### [Work to do]
Rewrite all the records below, changing every "place a dot on" to "put a point on" and keeping everything else the same.

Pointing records
>> begin

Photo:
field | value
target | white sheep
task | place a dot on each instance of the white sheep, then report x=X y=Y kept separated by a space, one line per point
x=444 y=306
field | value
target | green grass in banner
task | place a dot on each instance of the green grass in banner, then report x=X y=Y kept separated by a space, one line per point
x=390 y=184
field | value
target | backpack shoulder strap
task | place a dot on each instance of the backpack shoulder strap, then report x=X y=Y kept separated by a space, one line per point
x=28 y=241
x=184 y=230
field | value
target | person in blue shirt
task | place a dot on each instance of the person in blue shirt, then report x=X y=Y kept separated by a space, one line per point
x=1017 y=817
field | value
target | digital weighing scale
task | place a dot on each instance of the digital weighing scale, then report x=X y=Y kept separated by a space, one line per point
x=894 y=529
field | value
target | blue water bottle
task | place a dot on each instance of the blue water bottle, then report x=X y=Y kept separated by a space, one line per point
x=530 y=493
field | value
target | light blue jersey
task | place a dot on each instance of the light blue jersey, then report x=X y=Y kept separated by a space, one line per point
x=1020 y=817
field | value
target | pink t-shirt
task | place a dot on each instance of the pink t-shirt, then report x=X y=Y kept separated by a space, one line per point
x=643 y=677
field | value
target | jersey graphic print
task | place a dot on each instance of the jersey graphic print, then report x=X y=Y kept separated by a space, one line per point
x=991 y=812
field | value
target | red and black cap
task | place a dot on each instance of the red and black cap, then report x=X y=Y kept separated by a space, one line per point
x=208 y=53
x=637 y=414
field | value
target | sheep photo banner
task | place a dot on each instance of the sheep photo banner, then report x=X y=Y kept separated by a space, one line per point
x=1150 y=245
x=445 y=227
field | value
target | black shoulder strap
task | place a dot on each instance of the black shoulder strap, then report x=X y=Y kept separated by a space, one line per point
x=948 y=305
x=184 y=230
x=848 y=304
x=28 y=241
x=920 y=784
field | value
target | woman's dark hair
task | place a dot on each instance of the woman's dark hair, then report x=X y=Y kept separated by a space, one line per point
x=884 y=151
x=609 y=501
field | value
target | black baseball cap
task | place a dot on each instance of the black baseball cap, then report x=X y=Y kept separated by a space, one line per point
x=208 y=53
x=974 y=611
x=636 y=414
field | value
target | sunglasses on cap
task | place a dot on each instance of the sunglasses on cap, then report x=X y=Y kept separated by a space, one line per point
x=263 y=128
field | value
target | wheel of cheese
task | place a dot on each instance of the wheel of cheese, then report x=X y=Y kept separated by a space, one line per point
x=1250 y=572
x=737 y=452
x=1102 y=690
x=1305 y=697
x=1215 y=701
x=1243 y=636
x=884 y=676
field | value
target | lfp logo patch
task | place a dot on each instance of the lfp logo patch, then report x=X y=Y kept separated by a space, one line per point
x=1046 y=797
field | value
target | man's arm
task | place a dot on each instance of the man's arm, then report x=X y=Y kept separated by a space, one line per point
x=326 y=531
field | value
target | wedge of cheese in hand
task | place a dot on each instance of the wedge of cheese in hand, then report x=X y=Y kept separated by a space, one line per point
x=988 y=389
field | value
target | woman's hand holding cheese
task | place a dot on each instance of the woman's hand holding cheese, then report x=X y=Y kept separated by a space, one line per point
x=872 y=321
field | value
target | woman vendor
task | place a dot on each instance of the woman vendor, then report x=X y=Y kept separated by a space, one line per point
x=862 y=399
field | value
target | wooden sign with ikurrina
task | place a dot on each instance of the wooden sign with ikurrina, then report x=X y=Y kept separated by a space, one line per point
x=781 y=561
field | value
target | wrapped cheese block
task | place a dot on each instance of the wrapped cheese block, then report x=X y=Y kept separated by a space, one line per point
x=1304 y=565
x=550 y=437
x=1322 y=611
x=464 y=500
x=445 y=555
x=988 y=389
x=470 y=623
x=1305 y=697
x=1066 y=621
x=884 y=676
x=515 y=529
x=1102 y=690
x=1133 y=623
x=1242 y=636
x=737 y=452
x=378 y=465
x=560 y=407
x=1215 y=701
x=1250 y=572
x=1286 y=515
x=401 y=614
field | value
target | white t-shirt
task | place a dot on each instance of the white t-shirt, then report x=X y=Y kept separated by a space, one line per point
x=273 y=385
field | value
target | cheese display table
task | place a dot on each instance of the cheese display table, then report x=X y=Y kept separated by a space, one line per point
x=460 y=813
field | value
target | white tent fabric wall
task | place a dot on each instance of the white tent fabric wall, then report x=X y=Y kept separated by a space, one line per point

>> end

### [Response to this exercise]
Photo:
field | value
target | white sheep
task | put a point on each instance of the white sheep, then report x=X y=Y kept separated by a space, one line per point
x=444 y=306
field | value
target | green grass in banner
task | put a point on each instance of the green grass in banner, then report x=X y=Y kept separated by a space, one line per point
x=390 y=184
field | value
target | backpack shoulder strap
task | put a point on each instance of the backpack shoulder strap, then report x=X y=Y kept separated by a space, one line per point
x=28 y=241
x=184 y=230
field | value
target | person in blue shirt
task | put a point on each instance of the person in blue shirt, then report x=X y=Y kept separated by a space, one line per point
x=1017 y=817
field | value
target | digital weighing scale
task | put a point on each instance of the digital weighing scale, then report x=X y=Y kept separated by a space, one line per point
x=894 y=529
field | value
target | blue water bottle
task | put a point on each instance of the blue water bottle, then report x=X y=Y kept separated by a space, one line per point
x=530 y=493
field | value
target | light blue jersey
task | put a point on each instance of the light blue jersey, then report x=X y=Y kept separated by a space, one line per point
x=1020 y=817
field | value
target | pink t-shirt
task | put a point on each instance of the pink t-shirt, then report x=X y=Y kept separated by a space, one line per point
x=643 y=677
field | value
target | jersey graphic print
task | put a point on each instance of the jersey graphic print, then report x=X y=Y kept separated by a space, one line per point
x=991 y=812
field | value
target | red and black cap
task | put a point on each instance of the red and black cap, then report x=X y=Y kept separated by a space, one line per point
x=208 y=53
x=637 y=414
field | value
target | sheep photo banner
task | put a point on each instance of the sheep photo banner, then report x=X y=Y kept separated by a space, one line per point
x=1150 y=245
x=445 y=227
field | value
target | black shoulder strap
task | put a point on each instance of the black shoulder strap, then report x=X y=Y kept separated by a space, one line per point
x=948 y=305
x=184 y=230
x=848 y=304
x=28 y=241
x=920 y=784
field | value
target | woman's dark hair
task | put a point on each instance of the woman's dark hair, then report x=X y=Y kept separated by a space, one line per point
x=884 y=151
x=609 y=501
field | value
target | black baseball cap
task | put a point on each instance of the black baseball cap, then report x=X y=Y kept separated by a space, one line per point
x=208 y=53
x=974 y=611
x=636 y=414
field | value
target | sunglasses on cap
task | put a point on each instance of the sunglasses on cap, then report x=X y=Y kept separated by a space, one line per point
x=263 y=128
field | value
target | wheel of cheese
task | put a point on each instance of the wheel of cheese, then report x=X y=Y kept separated by a space, one line per point
x=1250 y=572
x=737 y=452
x=1102 y=690
x=1305 y=697
x=1215 y=701
x=1243 y=636
x=884 y=676
field | value
target | lfp logo patch
task | put a point on each instance of the lfp logo patch, then report x=X y=Y kept separated by a space, one line per point
x=1046 y=797
field | value
target | man's arm
task | put a point on each instance of the man's arm, then report x=X y=Y kept separated by a space, one line per point
x=326 y=531
field | value
target | wedge of cheese in hand
task | put a point on each instance of the wedge of cheese in hand, then report x=X y=Y kept separated by a space, one line per point
x=988 y=389
field | value
target | woman's hand holding cheese
task | put a point on each instance of the woman's hand holding cheese, then report x=X y=Y kept separated by a space, one line per point
x=872 y=321
field | value
target | woman vendor
task | put a point on each instance of the woman vendor, then report x=X y=Y kept separated by a space, one line per point
x=862 y=399
field | value
target | wooden sign with ikurrina
task | put a point on each instance of the wooden sign with ikurrina, then report x=X y=Y kept separated by a space, one line per point
x=781 y=561
field | value
target | wrapped cheese block
task | put a point on each instance of the wrapped cheese block, then report x=X y=Y kept separated by a space, one line per point
x=1304 y=565
x=550 y=437
x=1322 y=611
x=464 y=500
x=445 y=555
x=988 y=389
x=470 y=623
x=1305 y=697
x=1066 y=621
x=884 y=676
x=515 y=529
x=1102 y=690
x=1133 y=623
x=1242 y=636
x=737 y=452
x=378 y=465
x=560 y=407
x=1215 y=701
x=1250 y=572
x=1286 y=515
x=401 y=614
field | value
target | white t-shirt
task | put a point on each instance of the white t-shirt, then report x=X y=Y kept separated by a space, one line per point
x=273 y=385
field | value
target | cheese display table
task | put a point on each instance of the cheese display table, then report x=X y=Y kept separated by a space, one line per point
x=460 y=813
field | value
target | white tent fabric wall
task | put a point on each instance of the white tent fabric wall, then report x=X y=Y kept separated by a space, one line per point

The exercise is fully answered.